### Compiti da svolgere
• a. Indica se ciascuna delle seguenti affermazioni concorda con il brano su Condé Nast, rispondendo sì o no e citando le parole del brano che lo stabiliscono: (i) la chiusura di Pitchfork è stata annunciata da Anna Wintour; (ii) le riduzioni previste riguardano circa il 10% dei ruoli del personale; (iii) Roger Lynch è l'amministratore delegato di Condé Nast.
• b. Riporta fedelmente il passo del brano su Condé Nast che va da «Anche l’amministratore delegato» a «ha concluso Lynch.».

### Brano da leggere
--------------------------------------------------
I tagli di Vogue, infatti, sono stati anticipati dalla chiusura della rivista di critica musicale Pitchfork, annunciata da Anna Wintour, la quale «non ha avuto neanche l’accortezza di guardarci in faccia e togliersi gli occhiali da sole neri…», secondo quanto affermato da uno dei dipendenti.
Wintour, che ricopre il ruolo di chief content officer di Condé Nast e di direttore editoriale globale di Vogue, ha spiegato i cambiamenti in una nota allo staff dell’azienda, scrivendo: «Oggi stiamo evolvendo la struttura del nostro team Pitchfork. Questa decisione è stata presa dopo un’attenta valutazione delle prestazioni e di quello che crediamo sia il miglior percorso da seguire per il marchio, in modo che la nostra copertura musicale possa continuare a prosperare all’interno dell’azienda».
Anche l’amministratore delegato di Condé Nast, Roger Lynch, è intervenuto per chiarire le motivazioni delle misure di riduzione dei costi, a suo avviso per migliorare l’efficienza. Secondo Lynch, le priorità odierne dell’azienda sono essenzialmente due: ridurre i costi attraverso il consolidamento degli spazi per uffici e riorganizzare alcuni progetti a lungo termine. «Le riduzioni previste avverranno nei prossimi mesi e ammontano a circa il 5% di tutti i ruoli del personale. Non esiste un modo semplice per condividere queste notizie e il nostro obiettivo sarà quello di rendere questa transizione il più semplice possibile per i nostri colleghi» ha concluso Lynch.
--------------------------------------------------
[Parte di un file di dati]
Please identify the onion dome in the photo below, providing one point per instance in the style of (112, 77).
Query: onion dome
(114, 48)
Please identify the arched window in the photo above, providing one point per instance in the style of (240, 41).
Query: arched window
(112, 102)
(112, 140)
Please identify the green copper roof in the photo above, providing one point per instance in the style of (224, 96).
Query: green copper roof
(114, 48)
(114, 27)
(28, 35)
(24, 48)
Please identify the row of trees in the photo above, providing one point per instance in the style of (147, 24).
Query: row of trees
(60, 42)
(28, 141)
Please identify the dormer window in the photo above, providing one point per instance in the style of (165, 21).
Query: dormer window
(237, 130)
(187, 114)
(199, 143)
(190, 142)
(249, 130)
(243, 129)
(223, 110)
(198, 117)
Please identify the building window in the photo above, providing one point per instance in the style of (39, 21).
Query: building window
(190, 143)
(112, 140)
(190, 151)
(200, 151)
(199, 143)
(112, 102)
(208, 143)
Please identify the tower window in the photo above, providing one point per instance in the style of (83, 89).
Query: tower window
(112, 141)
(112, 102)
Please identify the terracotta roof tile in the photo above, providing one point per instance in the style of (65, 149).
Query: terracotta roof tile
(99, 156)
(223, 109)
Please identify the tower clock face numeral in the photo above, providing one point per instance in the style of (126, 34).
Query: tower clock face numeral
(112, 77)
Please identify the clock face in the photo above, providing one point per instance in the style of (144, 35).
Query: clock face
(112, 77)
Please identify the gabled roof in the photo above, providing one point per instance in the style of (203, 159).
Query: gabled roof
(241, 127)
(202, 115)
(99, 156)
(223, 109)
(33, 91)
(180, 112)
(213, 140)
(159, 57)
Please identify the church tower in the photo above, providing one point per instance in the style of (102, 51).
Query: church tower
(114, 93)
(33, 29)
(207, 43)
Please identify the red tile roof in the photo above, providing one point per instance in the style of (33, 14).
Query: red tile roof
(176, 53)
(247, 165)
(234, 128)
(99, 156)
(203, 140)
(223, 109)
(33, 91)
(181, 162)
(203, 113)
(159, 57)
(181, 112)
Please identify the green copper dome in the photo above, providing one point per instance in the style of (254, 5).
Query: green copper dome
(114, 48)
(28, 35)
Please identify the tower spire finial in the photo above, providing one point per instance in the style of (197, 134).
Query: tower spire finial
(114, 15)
--------------------------------------------------
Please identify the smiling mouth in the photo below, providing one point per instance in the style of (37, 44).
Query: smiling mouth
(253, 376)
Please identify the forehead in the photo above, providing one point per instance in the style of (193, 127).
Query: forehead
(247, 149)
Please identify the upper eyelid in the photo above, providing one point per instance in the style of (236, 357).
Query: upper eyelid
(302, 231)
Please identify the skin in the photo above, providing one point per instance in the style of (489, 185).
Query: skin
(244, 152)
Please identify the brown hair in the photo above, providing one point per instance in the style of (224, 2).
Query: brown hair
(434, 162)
--------------------------------------------------
### Risposte fornite
• a.
(i) Sì: «la chiusura della rivista di critica musicale Pitchfork, annunciata da Anna Wintour».
(ii) No: «ammontano a circa il 5% di tutti i ruoli del personale».
(iii) Sì: «l’amministratore delegato di Condé Nast, Roger Lynch».

• b.
Anche l’amministratore delegato di Condé Nast, Roger Lynch, è intervenuto per chiarire le motivazioni delle misure di riduzione dei costi, a suo avviso per migliorare l’efficienza. Secondo Lynch, le priorità odierne dell’azienda sono essenzialmente due: ridurre i costi attraverso il consolidamento degli spazi per uffici e riorganizzare alcuni progetti a lungo termine. «Le riduzioni previste avverranno nei prossimi mesi e ammontano a circa il 5% di tutti i ruoli del personale. Non esiste un modo semplice per condividere queste notizie e il nostro obiettivo sarà quello di rendere questa transizione il più semplice possibile per i nostri colleghi» ha concluso Lynch.